EXERCISES TO COMPLETE.
(A) For each statement below, say yes or no to whether the political sketch supports it, and quote the deciding words of the political sketch: (i) Johnson spoke at a press conference on Wednesday afternoon. (ii) At prime minister's questions, the first question came from Keir Starmer. (iii) Johnson accused Starmer of wanting to impose "endless lockdowns" on the country.
(B) Answer these questions from the political sketch, one answer per line, marked (i), (ii), (iii) like the questions:
(i) During what time of year does Johnson say personal responsibility is vital?
(ii) What does the political sketch say Johnson looked as though he had been clutching?
(iii) With what sentence did Johnson open at prime minister's questions?
(C) Copy the part of the political sketch that opens with the words containing "Has there ever" and closes with "told the public.".

Jumping the shark? The prime minister can only dream of being asked to do something as quietly dignified as water-skiing over a shark. The daily humiliations are so much worse.

It’s quite subtle. The words seem mild on the page. “This Christmas it’s vital that everyone exercises the greatest possible personal responsibility,” he told a press conference on Wednesday afternoon. A bit headmaster-before-school-trip maybe, but fair enough. And then you see who’s being asked to deliver them.

Every word out of the prime minister’s mouth sounded like a brutally sarcastic attack on the prime minister

Has there ever been a spokesman more miscast than Boris Johnson in the role of Captain Actions-Have-Consequences? Every word out of the prime minister’s mouth sounded like nothing so much as a brutally sarcastic attack on the prime minister. “Avoid staying away from home overnight if you can,” he said, as the production crew bit on their fists to suppress their sniggers.

“The overall situation is alas worse and more challenging than we had hoped,” Johnson explained, offering what might as well be his administration’s slogan.

“We are all collectively across the UK, governments at every level, asking you to think hard and in detail about the days ahead,” he said, reminding us of an approach to the days, weeks and years ahead that his government has, on the whole, decided sounds too much work.

“Please think carefully,” Johnson, the poster boy for casual thoughtlessness, told the public.

Maybe the prime minister’s hairdresser hates him, too

It had been the same earlier in parliament, at prime minister’s questions. Johnson arrived with his hair spiked in all directions, as though he’d spent the previous ten minutes clutching a Van De Graaf generator. How bad was it? Well, the first question was from Michael Fabricant, a man with famously striking locks, and it was still Johnson’s hair people were talking about.

Was the hair a dead cat, we wondered? I don’t mean, was it a political device to distract attention from bad news, I mean, was it a dead cat? Maybe the prime minister’s hairdresser hates him, too.

Again, the scriptwriters had done their cunning worst. “At every stage we followed the scientific guidance,” Johnson opened, and I felt as if millions of scientists suddenly cried out in anger and were suddenly silenced by his sheer nerve.

On he went, attacking Keir Starmer for changing positions on the best way to fight the virus. Can Johnson hear the words as he says them? Is there any inner monologue, howling in anguish, and if so, what did it do when he got to the bit where he accused Starmer of wanting to impose “endless lockdowns” on the country?

Maybe that inner voice was what we were hearing when Johnson told Starmer that what the nation really wanted to hear at Christmas time was the Labour leader saying nice things about his government. There’s an odd neediness to these constant demands that even his opponents should love him.

Data excerpts.
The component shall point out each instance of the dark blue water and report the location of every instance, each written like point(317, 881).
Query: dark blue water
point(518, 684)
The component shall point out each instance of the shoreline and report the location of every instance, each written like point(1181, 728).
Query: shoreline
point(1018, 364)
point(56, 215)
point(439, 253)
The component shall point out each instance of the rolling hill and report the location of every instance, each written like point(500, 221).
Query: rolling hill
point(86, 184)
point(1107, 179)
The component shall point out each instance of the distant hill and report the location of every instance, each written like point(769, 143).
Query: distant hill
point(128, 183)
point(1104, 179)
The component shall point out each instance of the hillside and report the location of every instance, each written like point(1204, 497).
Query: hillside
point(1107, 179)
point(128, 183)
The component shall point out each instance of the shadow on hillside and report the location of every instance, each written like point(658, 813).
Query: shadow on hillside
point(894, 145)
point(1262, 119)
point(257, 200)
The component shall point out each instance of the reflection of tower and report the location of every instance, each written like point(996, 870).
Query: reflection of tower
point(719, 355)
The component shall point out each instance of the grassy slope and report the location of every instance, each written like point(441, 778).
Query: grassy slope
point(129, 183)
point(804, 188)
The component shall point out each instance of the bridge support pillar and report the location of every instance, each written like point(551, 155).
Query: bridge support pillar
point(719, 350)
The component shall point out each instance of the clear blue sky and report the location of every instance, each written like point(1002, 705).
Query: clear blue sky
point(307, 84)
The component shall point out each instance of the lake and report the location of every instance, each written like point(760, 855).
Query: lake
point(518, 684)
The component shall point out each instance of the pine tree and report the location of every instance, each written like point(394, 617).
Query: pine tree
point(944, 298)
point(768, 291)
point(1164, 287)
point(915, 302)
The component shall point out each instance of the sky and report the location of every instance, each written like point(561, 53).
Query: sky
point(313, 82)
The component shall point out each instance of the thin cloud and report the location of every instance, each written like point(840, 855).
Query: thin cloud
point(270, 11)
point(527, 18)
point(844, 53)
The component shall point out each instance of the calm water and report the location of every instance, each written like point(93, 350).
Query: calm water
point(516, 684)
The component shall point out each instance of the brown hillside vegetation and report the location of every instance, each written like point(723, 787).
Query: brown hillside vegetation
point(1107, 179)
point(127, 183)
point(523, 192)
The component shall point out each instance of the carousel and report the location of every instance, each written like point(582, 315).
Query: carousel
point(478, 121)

ANSWERS TO THIS EXERCISE.
(A)
(i) Yes: "he told a press conference on Wednesday afternoon"
(ii) No: "the first question was from Michael Fabricant"
(iii) Yes: "he accused Starmer of wanting to impose “endless lockdowns” on the country"

(B)
(i) Christmas
(ii) A Van De Graaf generator
(iii) “At every stage we followed the scientific guidance”

(C)
Has there ever been a spokesman more miscast than Boris Johnson in the role of Captain Actions-Have-Consequences? Every word out of the prime minister’s mouth sounded like nothing so much as a brutally sarcastic attack on the prime minister. “Avoid staying away from home overnight if you can,” he said, as the production crew bit on their fists to suppress their sniggers.

“The overall situation is alas worse and more challenging than we had hoped,” Johnson explained, offering what might as well be his administration’s slogan.

“We are all collectively across the UK, governments at every level, asking you to think hard and in detail about the days ahead,” he said, reminding us of an approach to the days, weeks and years ahead that his government has, on the whole, decided sounds too much work.

“Please think carefully,” Johnson, the poster boy for casual thoughtlessness, told the public.